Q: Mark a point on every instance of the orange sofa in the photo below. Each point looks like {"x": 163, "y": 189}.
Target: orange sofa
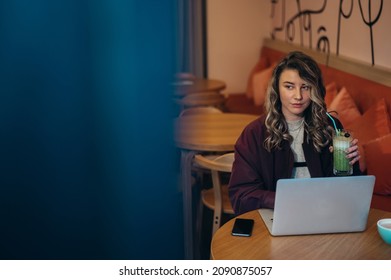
{"x": 358, "y": 93}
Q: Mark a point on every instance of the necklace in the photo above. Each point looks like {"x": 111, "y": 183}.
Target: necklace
{"x": 295, "y": 126}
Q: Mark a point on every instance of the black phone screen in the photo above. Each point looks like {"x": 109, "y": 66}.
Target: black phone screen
{"x": 243, "y": 227}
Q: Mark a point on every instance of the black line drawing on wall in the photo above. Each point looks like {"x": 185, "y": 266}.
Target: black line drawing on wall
{"x": 371, "y": 22}
{"x": 301, "y": 22}
{"x": 346, "y": 16}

## What to do:
Edit the items from the line containing "Q: Mark a point on every instance of the necklace" through the end of the items, replacing "phone screen" with "tablet screen" and leaving everything else as it is. Return only those lines.

## Final result:
Q: Mark a point on every instance of the necklace in the photo above. Each point looks like {"x": 111, "y": 183}.
Target: necklace
{"x": 295, "y": 126}
Q: Mark a point on every instance of the black tablet screen in the photo above. Each point looks like {"x": 109, "y": 66}.
Target: black tablet screen
{"x": 243, "y": 227}
Q: Mark a point on every instance of the black line drawing on wall in the photo above. Each point looks like {"x": 185, "y": 266}.
Target: black line drawing on wall
{"x": 371, "y": 22}
{"x": 301, "y": 22}
{"x": 346, "y": 16}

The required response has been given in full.